══ EXTRACT ══
Recall the opening night of CTM 2018, exactly one year ago now. Upstairs in the recently opened Club OST, noise-punk idioms erupt in a shuddering, sizzling mass. Berlin trio Cuntroaches are heating things up. The band is loud, and between each number, feedback sears the air and snaps at buttocks. There’s a hint of truculence, too, with newspapers torn up and stuff chucked into the audience (before being thrown back). After 20 minutes, it’s all over – but there’s something weird about this too. Something doesn’t seem to fit in the venue. Is the audience too attentive? Has it failed to comprehend the Fuck You message? Or is it still waiting expectantly, unable to sense the music’s inherent urge to destroy?
For five euros we grab a cab from Club OST that takes us back in time to Koma F, where Cuntroaches had played some months earlier along with Polish hardcore band Ohyda. Koma F is one of several cellar clubs in the Köpi complex, a place that wears its 28-year history on its crusted sleeve. It is a time capsule in which layer after layer of history settles democratically, a convulsive organism whose animal magnetism has pulled in generations of outlaws and exiles – and partied with them too, as Jabba the Hutt and his crowd do. It’s a dark descent into Koma F. The familiar feedback of Cuntroaches rips through the wall of indefinable odours. Apart from the shredded newspapers, Cuntroaches do nothing differently here. And yet the room is crackling with raw energy; bodies glow, and after each electrifying jolt, embers smoulder with relish like the reactor room on the USS Thresher.
There is a point to this juxtaposition, of course – to examine these two spaces side by side. CTM is a festival, built to neutrally showcase whatever content is pumped into it; Koma F is an emotional multiplier that raises mercury exponentially once action hits its peak. Socio-economically, of course, both spaces operate within complementary sets of rules. The crucial point is what melds them, namely their common aspiration to give audiences a unique experience a million miles removed from the everyday. Urban sociologists have long been researching Berlin’s autonomous zones since the 1990s – and you need look no further than the history of CTM itself to understand how essential these zones and spaces are to festivals. Spaces like Koma F have emerged from a tradition-bound sociosphere that is neither likely nor (in principle) even remotely willing to receive any form of state support. How such spaces function and persist today, in 2019, can only be explained phenomenologically if at all.
From Southwest Essex to New York
It’s the early 1960s and Penny Rimbaud, a sheltered middle-class kid from Northwood, Middlesex, has just graduated from art school. He works briefly as an art teacher and then, following a successful exhibition in 1964, turns down a job opportunity in Andy Warhol’s Factory, claiming he has better things to do. Inspired by Pop Art of the early 1960s, socialised by Bauhaus and Fluxus, and radicalised by the Situationist International, Rimbaud founds a commune with his pal Gee Vaucher in 1967. Residing at Dial House, a farm in southwest Essex, it is one of the first independent anarchic-pacifist-oriented centres in shared use and under collective management. Dial House helps propel a handful of seminal festivals that have the character of happenings – The ICES 72 (International Carnival of Experimental Sound) and the Stonehenge Free Festival of 1974 see themselves as soziale Plastik (social sculpture), and their influence on later subcultures, particularly in relation to public space, proves substantial.
═══
══ DATASET EXTRACT ══
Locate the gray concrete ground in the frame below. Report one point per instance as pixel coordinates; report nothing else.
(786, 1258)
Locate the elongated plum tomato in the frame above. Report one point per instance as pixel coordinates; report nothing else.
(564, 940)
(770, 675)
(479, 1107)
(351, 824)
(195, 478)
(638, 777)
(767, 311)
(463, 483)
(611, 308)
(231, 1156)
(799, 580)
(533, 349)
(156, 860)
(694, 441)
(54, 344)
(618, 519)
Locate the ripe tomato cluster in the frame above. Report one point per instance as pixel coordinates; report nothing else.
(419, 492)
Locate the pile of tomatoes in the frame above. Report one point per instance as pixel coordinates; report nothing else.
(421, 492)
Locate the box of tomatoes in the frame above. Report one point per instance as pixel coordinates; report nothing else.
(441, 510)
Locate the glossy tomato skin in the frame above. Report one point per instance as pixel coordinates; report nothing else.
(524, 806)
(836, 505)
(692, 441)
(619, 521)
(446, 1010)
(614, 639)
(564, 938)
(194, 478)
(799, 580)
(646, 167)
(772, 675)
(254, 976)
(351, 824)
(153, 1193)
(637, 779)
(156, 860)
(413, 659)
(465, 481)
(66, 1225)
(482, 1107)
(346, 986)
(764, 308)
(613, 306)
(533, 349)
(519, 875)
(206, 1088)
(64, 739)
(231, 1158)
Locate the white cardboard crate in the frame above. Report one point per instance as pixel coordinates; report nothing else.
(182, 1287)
═══
PARTS OF THE EXERCISE -
A - Answer these questions using the article on Berlin's underground venues:
(i) How much does the cab ride from Club OST to Koma F cost?
(ii) Which band played alongside Cuntroaches at Koma F some months before CTM 2018?
(iii) In what year does Penny Rimbaud found a commune with Gee Vaucher?
B - Continue the article on Berlin's underground venues from its final sentence.
The data above is separate material with no connection to the article on Berlin's underground venues.

SOLVED PROBLEMS -
A -
(i) Five euros.
(ii) The Polish hardcore band Ohyda.
(iii) 1967.

B -
It’s 1977 now, and in reaction to the first eruption of punk in the UK, Penny Rimbaud and his 20-year-old Dial House-mate Steve Ignorant pull together a loose music collective with the aim of doing something a bit like punk. Tentative improvisation and a few recordings give rise to Crass, which quickly establishes itself as an authentic counterweight to a punk movement that is already selling out. Ignorant’s juvenile energy combines with Rimbaud’s theoretical foundations in a dynamic nexus that clearly puts its stamp on the further evolution of punk. Initially a cell of subversion, Crass soon becomes a prime example of anarchic self-management – and, incidentally, one of the most successful DIY businesses of the post-punk decade. Their records sell in tens of thousands and Crass concerts sell out faster than the Sex Pistols can break up. Rimbaud’s agitprop-inspired vision of consolidating links between art and activism to craft a social tool for the influence of politics certainly comes true. Crass becomes a critical voice in everyday British politics, taking a stance on everything from the Falkland crisis and social welfare cuts to gender inequality and animal rights. In response to ascendant Thatcherism, Crass turns the spotlight towards the mechanisms driving an increasingly pervasive, multi-national corporate capitalism.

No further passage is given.